Адм. Драке заявляет, что советская миссия находится в преимущественных условиях, так как имеет возможность непосредственно сноситься со своим правительством. Далее адмирал Драке заявляет, что если бы было удобным перенести переговоры в Лондон, то он имел бы все полномочия, но ввиду дальности расстояния от Лондона он не может подписать конвенцию без того, чтобы эту конвенцию не видело его правительство.

Маршал К. Е. Ворошилов под общий смех замечает, что привезти бумаги из Лондона в Москву легче, чем ехать в Лондон такой большой компанией.

Адм. Драке заявляет, [что] он считает, что отсутствие полномочий не должно служить препятствием к ведению переговоров и что не было таких прецедентов, чтобы миссия, которая едет для военных переговоров, уполномочивалась подписать конвенция без правительства. Так было при наших переговорах с Турцией и Польшей».

Я прерву цитирование протокола, чтобы выразить свое собственное мнение. Слова британского адмирала можно принять во внимание. Военная миссия, имеющая соответствующие полномочия, договаривается о соглашении, после чего правительство его утверждает. Вопрос только в том, что до дня, когда Германия начнет действовать, осталось менее трех недель. Надо было присылать не просто переговорщиков, а лиц, уполномоченных подписывать документ, оформляющий военный союз против агрессии.

Цитируем дальше:

«Ген. Думенк зачитывает свои полномочия…

Маршал К. Е. Ворошилов. Теперь я хотел бы просить главу английской миссии адмирала Дракса и главу французской миссии генерала Думенка сообщить нам их предложения относительно тех мероприятий, которые должны обеспечить, по их мнению, организацию обороны договаривающихся стран, т. е. Англии, Франции и Советского Союза. Есть ли у миссий Англии и Франции соответствующие военные планы?

Адм. Драке заявляет, что, приезжая сюда по приглашению Советского правительства, он рассчитывал, что проект будет предложен советской миссией».

Снова прервем цитирование, чтобы вдуматься в слова английского адмирала. Менее трех недель осталось до агрессии Германии против Польши, а следовательно, и войны Германии против Англии и Франции. СССР не имеет с Германией общей границы и, по крайней мере, на первых порах, в войне принять участия не может.

• [Перечень записей]
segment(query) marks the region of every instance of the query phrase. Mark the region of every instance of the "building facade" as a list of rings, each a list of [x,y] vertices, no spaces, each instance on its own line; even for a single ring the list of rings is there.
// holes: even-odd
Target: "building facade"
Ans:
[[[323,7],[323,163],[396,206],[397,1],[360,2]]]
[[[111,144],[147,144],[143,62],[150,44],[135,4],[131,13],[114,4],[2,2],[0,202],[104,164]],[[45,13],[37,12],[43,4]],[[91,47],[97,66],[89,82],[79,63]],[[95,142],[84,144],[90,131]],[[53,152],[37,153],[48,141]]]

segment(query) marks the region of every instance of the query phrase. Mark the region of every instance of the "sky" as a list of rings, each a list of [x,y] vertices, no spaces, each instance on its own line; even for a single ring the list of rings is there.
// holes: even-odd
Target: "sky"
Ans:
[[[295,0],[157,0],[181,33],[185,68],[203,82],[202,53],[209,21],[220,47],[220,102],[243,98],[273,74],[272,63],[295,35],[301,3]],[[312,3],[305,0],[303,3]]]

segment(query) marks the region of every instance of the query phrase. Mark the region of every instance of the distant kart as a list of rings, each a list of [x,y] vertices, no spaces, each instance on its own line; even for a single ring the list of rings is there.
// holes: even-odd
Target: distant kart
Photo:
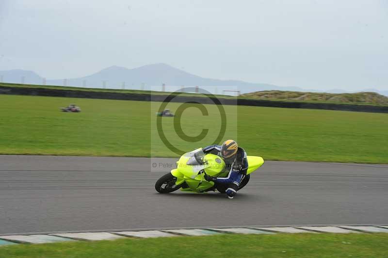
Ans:
[[[163,112],[157,112],[157,116],[174,116],[174,114],[172,113],[170,110],[166,109],[163,111]]]
[[[77,107],[77,106],[72,107],[67,107],[66,108],[60,108],[60,109],[63,112],[73,112],[77,113],[81,112],[81,109],[80,108],[80,107]]]

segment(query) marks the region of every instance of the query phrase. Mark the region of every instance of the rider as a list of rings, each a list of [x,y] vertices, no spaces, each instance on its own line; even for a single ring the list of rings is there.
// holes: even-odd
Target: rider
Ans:
[[[229,199],[236,195],[240,183],[246,175],[248,160],[246,152],[239,147],[235,141],[227,140],[222,145],[210,145],[202,149],[205,154],[211,153],[220,156],[225,161],[226,169],[229,174],[226,177],[216,177],[209,175],[205,175],[207,181],[227,185],[226,193]]]

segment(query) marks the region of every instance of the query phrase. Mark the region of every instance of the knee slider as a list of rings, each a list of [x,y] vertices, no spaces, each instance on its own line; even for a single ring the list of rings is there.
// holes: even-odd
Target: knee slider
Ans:
[[[232,188],[226,189],[226,195],[229,197],[234,197],[236,195],[236,191]]]

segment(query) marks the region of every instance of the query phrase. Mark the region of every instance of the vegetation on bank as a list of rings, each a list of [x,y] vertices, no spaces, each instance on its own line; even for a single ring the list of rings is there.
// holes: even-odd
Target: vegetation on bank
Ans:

• [Задания]
1. Переведите на английский язык предложение из текста для чтения: «Маршал К. Е. Ворошилов под общий смех замечает, что привезти бумаги из Лондона в Москву легче, чем ехать в Лондон такой большой компанией».
2. Сколько времени, согласно тексту для чтения, оставалось до дня, когда Германия начнет действовать?

• [Ответы к заданиям]
1. Amid general laughter, Marshal K. E. Voroshilov remarks that it is easier to bring papers from London to Moscow than to travel to London with such a large group.

2. Менее трех недель.